***** PROVIDED PASSAGE
High temperature glass fiber insulation

Abstract

An improved glass composition for glass fibers having high heat resistance properties without melting, and typically comprising standard glass raw materials.

Description

BACKGROUND AND SUMMARY OF THE INVENTION

[0001] The present invention relates to glass compositions and particularly to glass compositions having good fiberizing characteristics, high strength, high durability at high temperatures, and high modulus of elasticity.

[0002] There has existed a demand for fiber glass compositions which can be successfully formed into fibers, particularly for use in insulation and acoustical products.

[0003] Problems of achieving those characteristics at relatively low cost have long been recognized in the glass art, but no satisfactory compositions have been available for forming long and small diameter glass fibers having the desired characteristics.
**********
***** EXTRACTED MATERIAL
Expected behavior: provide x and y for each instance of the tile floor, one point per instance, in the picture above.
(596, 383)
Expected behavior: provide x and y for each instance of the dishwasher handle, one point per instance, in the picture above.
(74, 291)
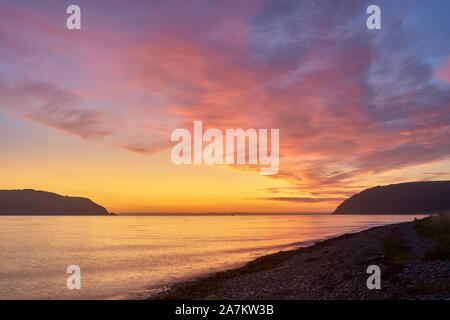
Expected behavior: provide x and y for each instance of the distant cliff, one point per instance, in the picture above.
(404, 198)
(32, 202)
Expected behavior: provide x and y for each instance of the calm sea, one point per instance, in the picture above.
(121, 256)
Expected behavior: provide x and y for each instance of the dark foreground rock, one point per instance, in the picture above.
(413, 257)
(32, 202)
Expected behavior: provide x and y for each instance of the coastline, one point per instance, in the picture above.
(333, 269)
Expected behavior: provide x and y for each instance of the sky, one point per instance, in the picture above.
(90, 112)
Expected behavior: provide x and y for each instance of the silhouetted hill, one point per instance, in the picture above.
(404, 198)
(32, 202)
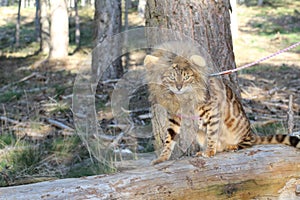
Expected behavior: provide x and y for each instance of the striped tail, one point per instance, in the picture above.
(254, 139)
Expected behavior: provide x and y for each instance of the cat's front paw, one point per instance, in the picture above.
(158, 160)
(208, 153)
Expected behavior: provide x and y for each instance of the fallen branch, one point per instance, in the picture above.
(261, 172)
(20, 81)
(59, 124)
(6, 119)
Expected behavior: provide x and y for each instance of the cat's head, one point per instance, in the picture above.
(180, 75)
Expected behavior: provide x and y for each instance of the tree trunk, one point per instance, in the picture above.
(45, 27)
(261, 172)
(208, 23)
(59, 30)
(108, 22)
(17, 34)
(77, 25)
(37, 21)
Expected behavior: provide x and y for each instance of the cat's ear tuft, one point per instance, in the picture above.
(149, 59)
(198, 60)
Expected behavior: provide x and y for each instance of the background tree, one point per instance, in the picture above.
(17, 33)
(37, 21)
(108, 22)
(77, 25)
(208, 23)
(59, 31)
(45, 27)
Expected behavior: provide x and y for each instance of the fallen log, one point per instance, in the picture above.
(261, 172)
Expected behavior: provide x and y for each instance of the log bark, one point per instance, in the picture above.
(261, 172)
**********
(PROBLEM) From the text on high temperature glass fiber insulation, copy word for word the part starting at "Description" and ending at "modulus of elasticity.".

(TASK OUTPUT)
Description

BACKGROUND AND SUMMARY OF THE INVENTION

[0001] The present invention relates to glass compositions and particularly to glass compositions having good fiberizing characteristics, high strength, high durability at high temperatures, and high modulus of elasticity.